- [Instructions to follow]: In the entries below, give the lines from the one containing "the black trousers" to the one containing "column 259, row 80" as a numbered list. Include both of those lines and leave out any blank lines.

- [Recorded information]:
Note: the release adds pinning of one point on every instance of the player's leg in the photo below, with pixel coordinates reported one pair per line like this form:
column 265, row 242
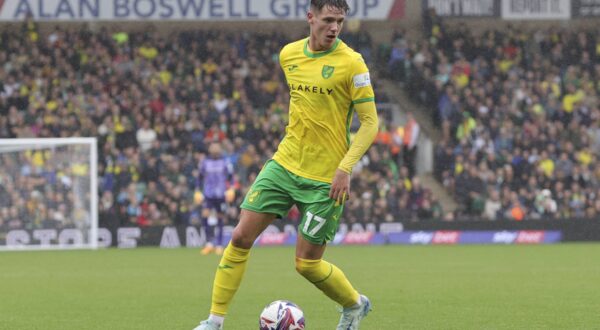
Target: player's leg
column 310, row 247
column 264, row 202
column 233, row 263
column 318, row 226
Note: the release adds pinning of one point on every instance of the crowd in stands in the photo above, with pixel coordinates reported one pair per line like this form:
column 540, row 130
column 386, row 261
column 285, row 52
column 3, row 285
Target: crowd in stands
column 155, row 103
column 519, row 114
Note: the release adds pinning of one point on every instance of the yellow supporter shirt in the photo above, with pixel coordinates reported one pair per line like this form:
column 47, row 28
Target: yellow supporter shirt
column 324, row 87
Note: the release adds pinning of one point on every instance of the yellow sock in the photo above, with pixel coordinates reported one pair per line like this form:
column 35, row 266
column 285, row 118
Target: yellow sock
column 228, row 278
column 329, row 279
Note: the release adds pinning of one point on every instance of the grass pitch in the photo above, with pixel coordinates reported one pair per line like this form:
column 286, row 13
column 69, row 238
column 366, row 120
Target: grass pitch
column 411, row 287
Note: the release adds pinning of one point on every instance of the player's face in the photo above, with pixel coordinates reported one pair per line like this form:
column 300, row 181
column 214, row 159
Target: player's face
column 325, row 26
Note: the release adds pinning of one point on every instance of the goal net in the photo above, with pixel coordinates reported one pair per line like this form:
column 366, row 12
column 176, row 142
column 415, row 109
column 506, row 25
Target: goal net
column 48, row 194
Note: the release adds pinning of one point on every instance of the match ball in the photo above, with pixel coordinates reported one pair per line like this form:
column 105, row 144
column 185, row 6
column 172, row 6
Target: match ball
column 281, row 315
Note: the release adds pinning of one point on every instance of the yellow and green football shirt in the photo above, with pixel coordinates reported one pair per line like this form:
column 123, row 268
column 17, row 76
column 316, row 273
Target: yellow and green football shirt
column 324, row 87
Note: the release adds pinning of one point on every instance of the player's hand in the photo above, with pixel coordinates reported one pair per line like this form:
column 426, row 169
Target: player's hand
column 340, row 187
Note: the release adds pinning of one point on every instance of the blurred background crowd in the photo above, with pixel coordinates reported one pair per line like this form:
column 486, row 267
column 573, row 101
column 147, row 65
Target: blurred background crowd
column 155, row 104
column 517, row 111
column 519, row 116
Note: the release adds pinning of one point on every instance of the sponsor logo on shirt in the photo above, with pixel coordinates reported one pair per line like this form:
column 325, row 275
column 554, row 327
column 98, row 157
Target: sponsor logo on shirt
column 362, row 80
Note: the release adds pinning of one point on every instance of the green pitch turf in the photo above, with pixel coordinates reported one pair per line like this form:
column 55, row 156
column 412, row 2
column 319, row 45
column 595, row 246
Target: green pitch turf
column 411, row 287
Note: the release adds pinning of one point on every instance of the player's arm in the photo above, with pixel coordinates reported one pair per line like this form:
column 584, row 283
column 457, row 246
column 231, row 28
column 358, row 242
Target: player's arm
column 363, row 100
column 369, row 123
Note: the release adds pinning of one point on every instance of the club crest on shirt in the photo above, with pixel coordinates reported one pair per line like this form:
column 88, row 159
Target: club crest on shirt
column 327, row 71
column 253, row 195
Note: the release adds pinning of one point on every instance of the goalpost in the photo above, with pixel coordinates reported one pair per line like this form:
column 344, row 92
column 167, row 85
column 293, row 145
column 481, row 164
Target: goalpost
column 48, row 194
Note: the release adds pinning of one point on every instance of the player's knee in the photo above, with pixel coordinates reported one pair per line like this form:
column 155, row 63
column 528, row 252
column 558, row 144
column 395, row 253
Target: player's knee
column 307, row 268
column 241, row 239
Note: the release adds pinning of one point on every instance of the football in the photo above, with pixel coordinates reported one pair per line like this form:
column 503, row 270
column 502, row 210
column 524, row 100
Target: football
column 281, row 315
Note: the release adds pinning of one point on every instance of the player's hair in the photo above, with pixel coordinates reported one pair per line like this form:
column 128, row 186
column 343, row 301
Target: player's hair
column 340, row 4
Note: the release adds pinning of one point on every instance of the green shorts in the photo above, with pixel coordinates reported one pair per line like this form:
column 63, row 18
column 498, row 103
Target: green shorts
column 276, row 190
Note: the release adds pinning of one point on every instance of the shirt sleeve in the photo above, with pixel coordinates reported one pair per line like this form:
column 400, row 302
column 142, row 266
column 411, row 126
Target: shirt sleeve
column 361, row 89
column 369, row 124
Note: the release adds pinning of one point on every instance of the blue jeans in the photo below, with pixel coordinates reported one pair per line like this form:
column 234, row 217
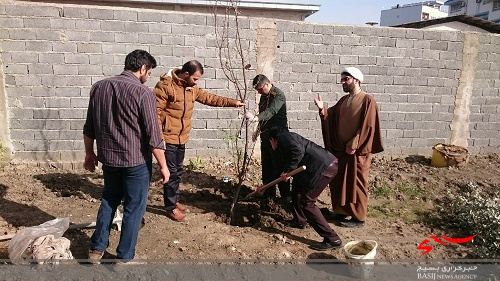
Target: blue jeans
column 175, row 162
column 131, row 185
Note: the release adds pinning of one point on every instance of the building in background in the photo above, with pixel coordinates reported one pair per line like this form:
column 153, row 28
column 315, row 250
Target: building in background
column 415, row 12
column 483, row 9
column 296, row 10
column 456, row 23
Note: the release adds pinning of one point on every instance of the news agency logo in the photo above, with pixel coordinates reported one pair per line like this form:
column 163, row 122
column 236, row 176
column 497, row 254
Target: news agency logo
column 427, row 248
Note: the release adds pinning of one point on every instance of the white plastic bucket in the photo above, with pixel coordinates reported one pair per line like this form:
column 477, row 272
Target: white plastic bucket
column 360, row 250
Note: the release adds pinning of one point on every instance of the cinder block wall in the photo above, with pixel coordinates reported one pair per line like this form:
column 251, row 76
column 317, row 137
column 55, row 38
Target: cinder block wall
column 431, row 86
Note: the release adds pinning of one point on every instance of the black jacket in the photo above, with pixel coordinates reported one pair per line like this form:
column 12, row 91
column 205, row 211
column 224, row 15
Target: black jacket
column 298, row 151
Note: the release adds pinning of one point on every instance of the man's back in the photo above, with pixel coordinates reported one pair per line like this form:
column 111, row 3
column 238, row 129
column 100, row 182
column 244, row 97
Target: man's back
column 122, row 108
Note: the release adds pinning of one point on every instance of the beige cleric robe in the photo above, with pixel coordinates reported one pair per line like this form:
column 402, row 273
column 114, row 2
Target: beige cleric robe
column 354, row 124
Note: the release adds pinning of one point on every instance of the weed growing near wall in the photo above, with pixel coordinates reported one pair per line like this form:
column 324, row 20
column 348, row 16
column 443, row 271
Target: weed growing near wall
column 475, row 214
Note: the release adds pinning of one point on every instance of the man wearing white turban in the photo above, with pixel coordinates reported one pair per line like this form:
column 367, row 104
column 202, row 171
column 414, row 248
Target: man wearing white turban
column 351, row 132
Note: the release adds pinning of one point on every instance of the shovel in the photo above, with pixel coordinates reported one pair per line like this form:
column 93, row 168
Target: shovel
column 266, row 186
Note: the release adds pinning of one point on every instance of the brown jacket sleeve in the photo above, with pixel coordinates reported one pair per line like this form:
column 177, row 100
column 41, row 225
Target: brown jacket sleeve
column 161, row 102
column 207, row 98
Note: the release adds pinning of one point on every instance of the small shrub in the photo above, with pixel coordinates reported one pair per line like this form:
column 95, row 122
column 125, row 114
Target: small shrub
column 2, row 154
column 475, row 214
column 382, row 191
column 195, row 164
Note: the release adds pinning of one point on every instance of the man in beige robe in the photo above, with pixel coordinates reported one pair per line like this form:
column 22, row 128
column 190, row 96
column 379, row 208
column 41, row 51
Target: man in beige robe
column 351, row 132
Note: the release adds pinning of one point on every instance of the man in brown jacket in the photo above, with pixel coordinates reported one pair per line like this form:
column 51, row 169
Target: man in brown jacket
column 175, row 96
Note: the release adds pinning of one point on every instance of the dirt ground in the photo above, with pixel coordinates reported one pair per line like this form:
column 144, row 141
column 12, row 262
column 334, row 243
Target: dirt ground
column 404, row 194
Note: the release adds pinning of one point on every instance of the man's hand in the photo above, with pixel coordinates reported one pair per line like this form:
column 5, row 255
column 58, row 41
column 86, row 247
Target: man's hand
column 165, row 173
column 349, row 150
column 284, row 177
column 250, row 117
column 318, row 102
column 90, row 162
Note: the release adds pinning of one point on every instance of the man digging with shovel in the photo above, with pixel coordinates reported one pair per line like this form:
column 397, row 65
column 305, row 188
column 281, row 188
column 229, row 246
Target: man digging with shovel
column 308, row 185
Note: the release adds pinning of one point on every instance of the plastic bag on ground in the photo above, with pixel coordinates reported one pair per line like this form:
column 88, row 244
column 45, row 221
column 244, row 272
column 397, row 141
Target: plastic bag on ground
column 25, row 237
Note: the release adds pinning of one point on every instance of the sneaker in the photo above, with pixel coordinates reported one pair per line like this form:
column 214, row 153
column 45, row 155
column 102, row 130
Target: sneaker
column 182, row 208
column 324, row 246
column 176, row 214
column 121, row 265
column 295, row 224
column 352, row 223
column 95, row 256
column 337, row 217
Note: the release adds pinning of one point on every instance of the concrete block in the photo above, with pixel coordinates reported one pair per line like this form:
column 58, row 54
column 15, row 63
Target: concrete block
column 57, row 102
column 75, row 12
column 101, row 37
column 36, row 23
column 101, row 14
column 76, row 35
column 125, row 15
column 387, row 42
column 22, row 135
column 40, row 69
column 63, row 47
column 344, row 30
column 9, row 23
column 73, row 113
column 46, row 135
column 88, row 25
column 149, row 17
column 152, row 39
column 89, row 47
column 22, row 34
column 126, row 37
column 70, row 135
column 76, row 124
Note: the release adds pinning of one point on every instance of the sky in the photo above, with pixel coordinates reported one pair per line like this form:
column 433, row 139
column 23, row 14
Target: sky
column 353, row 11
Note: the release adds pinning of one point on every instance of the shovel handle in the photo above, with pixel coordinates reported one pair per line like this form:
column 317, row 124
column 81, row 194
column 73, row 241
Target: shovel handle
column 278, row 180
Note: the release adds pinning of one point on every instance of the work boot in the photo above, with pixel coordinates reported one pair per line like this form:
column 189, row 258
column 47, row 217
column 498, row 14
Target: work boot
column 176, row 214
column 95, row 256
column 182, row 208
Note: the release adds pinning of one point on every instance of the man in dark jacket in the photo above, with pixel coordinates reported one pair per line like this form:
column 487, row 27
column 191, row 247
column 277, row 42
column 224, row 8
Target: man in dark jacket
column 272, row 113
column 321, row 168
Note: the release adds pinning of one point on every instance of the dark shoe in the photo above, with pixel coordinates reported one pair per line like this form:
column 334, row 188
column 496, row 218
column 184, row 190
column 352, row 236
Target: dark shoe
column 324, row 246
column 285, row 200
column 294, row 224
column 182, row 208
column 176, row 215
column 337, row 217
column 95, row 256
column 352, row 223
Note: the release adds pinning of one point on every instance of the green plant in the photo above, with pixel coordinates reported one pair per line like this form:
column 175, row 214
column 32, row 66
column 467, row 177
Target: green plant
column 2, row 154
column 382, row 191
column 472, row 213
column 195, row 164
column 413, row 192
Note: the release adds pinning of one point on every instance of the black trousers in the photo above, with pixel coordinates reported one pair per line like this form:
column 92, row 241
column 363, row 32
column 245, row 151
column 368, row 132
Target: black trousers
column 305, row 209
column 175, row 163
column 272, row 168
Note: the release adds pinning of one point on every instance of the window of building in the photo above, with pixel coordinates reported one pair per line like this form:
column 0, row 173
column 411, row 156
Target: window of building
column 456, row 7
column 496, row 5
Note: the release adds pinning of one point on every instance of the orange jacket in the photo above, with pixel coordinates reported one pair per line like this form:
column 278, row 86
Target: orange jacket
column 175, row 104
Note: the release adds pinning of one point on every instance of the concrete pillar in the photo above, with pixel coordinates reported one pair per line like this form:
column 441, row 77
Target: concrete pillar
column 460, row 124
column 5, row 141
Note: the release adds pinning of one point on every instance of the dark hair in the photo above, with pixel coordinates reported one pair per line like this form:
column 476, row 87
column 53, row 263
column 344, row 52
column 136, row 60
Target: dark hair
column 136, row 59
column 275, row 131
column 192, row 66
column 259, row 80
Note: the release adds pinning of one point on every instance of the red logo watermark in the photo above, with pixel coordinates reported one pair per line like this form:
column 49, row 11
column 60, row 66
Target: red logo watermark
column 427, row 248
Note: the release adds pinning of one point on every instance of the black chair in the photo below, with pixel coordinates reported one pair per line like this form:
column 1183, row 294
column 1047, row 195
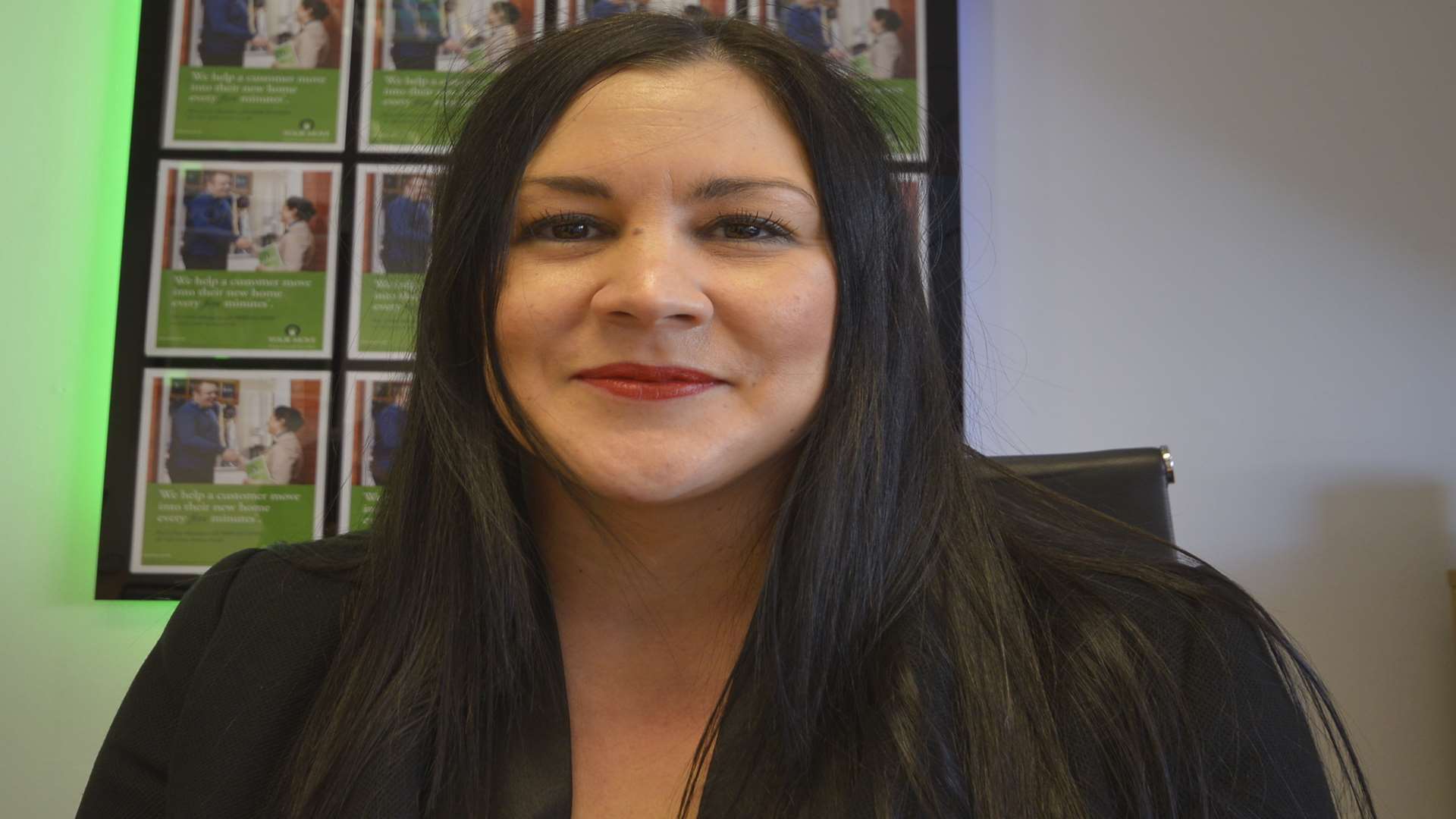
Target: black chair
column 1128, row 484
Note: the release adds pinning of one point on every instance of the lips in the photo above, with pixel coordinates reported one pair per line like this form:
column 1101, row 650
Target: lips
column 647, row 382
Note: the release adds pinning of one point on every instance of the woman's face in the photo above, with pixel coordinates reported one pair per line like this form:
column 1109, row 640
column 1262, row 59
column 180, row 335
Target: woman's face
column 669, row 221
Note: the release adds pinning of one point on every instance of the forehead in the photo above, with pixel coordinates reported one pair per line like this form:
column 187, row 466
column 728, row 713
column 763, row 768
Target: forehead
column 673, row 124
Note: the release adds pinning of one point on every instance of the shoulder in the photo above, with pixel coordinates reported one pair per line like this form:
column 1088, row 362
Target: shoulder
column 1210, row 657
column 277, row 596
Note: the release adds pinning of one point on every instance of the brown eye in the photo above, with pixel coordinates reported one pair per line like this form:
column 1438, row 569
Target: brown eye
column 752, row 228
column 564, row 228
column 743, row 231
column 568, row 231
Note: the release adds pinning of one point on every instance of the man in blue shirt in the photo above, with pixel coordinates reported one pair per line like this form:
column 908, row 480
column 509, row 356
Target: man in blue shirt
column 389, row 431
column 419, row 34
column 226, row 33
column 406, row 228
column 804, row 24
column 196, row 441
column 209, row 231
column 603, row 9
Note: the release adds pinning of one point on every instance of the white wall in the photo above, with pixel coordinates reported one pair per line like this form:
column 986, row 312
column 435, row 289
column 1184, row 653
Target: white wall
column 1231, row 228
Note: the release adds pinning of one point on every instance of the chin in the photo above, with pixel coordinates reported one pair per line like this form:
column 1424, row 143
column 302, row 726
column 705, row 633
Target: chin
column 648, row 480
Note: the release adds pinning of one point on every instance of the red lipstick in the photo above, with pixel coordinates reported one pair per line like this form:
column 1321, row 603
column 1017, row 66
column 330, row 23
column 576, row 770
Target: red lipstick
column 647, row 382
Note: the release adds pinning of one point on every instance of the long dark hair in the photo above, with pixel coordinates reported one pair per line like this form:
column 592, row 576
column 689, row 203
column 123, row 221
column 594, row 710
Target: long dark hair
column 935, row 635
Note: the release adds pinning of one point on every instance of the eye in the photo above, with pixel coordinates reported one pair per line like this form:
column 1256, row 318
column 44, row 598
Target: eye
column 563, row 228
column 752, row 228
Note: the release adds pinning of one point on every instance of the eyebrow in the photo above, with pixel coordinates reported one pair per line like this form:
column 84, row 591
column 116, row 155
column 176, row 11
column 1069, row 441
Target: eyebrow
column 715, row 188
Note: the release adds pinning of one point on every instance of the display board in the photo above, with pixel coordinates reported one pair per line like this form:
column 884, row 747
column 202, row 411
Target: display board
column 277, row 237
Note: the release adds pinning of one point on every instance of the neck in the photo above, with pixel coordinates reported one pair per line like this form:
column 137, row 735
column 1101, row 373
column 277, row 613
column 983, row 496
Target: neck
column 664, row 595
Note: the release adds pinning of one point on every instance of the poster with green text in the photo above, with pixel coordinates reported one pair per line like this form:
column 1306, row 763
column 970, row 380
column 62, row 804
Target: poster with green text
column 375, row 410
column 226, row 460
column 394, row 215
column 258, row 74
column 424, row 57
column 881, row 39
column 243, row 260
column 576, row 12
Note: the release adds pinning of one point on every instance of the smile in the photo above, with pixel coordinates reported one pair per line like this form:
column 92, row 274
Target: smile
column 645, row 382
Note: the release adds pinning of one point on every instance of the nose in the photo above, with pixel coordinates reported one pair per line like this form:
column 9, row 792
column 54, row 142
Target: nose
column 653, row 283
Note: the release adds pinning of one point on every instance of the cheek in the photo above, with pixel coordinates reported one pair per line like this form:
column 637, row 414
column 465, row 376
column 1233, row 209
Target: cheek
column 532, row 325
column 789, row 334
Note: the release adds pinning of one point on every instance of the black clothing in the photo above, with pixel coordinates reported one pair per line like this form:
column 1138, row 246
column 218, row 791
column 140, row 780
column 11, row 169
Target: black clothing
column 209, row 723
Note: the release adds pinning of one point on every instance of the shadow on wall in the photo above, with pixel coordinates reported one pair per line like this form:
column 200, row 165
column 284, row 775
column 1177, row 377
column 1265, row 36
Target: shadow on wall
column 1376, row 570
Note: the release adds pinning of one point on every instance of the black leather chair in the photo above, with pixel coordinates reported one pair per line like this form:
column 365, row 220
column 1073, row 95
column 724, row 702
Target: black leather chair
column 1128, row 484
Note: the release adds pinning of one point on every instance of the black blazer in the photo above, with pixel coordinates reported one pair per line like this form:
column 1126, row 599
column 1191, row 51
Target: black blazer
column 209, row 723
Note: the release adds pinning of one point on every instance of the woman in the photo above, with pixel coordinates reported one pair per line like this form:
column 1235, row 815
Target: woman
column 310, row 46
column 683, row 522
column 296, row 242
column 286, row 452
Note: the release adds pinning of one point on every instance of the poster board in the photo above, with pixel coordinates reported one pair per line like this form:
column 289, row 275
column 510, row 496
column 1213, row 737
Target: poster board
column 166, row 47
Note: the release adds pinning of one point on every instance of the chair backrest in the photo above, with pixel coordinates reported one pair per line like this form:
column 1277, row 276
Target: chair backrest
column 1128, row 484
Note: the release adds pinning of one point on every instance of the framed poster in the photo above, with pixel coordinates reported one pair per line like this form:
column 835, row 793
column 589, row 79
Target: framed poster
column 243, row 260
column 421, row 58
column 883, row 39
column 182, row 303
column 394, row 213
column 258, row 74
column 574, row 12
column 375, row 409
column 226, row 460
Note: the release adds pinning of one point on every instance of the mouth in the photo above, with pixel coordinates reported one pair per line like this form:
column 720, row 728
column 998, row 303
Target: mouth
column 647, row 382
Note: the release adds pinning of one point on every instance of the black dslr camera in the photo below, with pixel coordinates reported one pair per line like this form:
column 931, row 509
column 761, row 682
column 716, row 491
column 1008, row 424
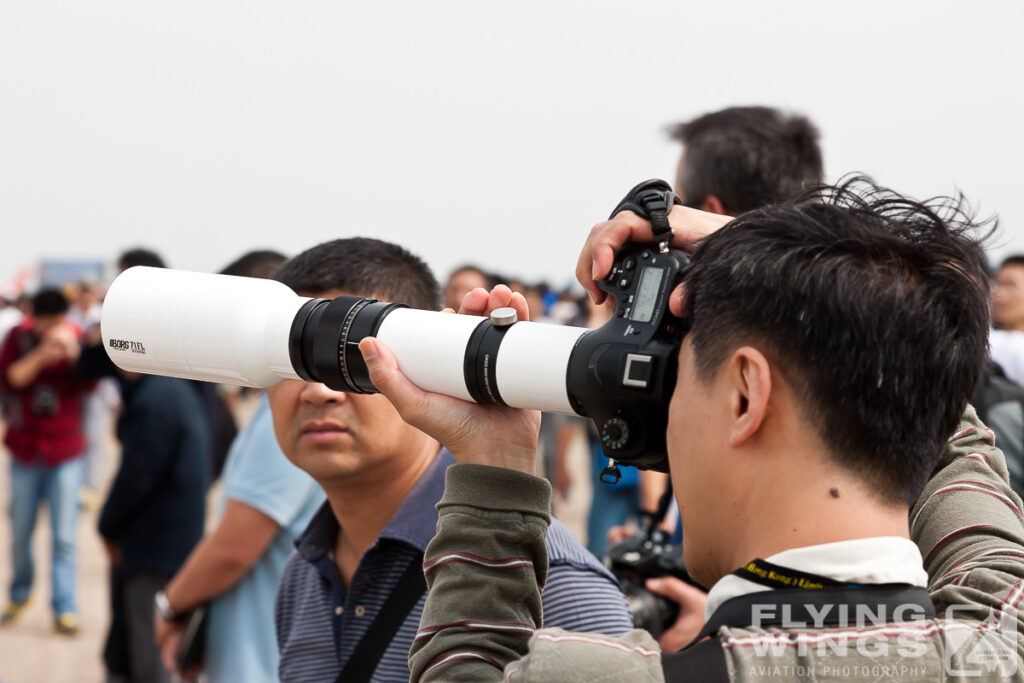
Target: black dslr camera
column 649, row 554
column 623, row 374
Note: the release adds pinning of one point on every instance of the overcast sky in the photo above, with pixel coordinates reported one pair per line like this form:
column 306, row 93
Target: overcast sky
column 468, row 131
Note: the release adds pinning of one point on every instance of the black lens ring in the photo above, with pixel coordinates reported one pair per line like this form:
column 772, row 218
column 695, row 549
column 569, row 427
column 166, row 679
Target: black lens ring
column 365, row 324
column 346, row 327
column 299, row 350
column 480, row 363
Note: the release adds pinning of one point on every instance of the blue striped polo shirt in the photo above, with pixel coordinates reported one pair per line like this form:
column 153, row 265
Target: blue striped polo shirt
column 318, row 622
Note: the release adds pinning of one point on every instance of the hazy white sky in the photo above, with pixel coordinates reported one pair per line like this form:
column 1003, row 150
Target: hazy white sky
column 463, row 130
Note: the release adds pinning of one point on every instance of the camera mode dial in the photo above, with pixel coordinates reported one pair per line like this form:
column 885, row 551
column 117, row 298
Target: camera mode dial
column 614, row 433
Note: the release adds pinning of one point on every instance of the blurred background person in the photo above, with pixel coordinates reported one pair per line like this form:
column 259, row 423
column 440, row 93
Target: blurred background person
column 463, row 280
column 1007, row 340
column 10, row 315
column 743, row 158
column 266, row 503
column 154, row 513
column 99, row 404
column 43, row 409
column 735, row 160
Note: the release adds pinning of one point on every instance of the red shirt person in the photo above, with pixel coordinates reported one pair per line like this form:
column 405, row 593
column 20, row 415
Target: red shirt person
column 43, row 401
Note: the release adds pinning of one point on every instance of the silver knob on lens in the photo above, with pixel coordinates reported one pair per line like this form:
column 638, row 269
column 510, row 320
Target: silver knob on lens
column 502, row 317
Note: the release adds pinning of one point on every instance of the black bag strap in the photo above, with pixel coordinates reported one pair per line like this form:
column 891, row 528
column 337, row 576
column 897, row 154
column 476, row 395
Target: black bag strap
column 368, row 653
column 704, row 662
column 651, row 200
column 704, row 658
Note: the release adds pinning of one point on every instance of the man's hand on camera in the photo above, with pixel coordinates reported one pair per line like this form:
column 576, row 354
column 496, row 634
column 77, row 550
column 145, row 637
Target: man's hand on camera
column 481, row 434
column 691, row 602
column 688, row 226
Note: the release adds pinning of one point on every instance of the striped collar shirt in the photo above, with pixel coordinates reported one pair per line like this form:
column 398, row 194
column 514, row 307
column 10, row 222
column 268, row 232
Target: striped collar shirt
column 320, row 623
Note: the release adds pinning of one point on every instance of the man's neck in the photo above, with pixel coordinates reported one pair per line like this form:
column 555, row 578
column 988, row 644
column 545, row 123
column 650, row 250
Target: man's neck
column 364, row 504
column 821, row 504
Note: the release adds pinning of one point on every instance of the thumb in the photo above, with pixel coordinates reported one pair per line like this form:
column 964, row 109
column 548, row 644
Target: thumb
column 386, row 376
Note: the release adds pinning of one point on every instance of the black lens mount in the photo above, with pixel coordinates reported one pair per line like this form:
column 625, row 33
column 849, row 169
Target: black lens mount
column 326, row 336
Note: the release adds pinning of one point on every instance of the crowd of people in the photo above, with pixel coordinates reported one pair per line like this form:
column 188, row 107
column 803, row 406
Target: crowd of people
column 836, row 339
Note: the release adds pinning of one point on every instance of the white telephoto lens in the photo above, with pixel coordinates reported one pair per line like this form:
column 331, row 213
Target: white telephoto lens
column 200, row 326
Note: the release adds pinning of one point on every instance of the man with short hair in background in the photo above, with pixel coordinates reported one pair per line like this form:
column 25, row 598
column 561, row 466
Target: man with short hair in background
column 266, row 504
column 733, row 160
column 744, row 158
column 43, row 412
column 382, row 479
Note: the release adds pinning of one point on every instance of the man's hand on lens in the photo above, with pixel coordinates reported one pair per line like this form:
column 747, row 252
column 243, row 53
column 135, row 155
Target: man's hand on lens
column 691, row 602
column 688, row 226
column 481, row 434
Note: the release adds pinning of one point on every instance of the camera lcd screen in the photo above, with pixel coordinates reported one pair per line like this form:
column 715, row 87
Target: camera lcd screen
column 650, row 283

- [Finished task]:
1. Note: the release adds pinning of one point on every instance of the black trousers in the photo above, with pixel coordinates reported one pair per line like this form:
2. column 92, row 241
3. column 363, row 32
4. column 245, row 151
5. column 368, row 132
6. Target: black trousers
7. column 305, row 209
8. column 175, row 163
9. column 272, row 168
10. Note: the release adds pinning of one point on every instance of the window of building in the photo above, with pixel coordinates reported one pair per line like this form:
11. column 0, row 173
12. column 411, row 156
13. Target: window of building
14. column 456, row 7
15. column 496, row 5
16. Note: the release adds pinning of one point on every instance of the orange jacket in the photo above, with pixel coordinates reported one pair per line like this form:
17. column 278, row 86
18. Target: orange jacket
19. column 175, row 104
20. Note: the release adds pinning of one point on every instance of the concrete pillar in the photo above, with pixel coordinates reported one pair per line like this form:
21. column 441, row 77
22. Target: concrete pillar
23. column 460, row 124
24. column 5, row 141
25. Note: the release adds pinning of one point on every instance of the dark hair in the photo above, with pixel coordinates reported one pair per line like this form:
26. column 476, row 87
27. column 53, row 263
28. column 344, row 52
29. column 136, row 60
30. Target: dark hair
31. column 136, row 59
32. column 275, row 131
33. column 192, row 66
34. column 259, row 80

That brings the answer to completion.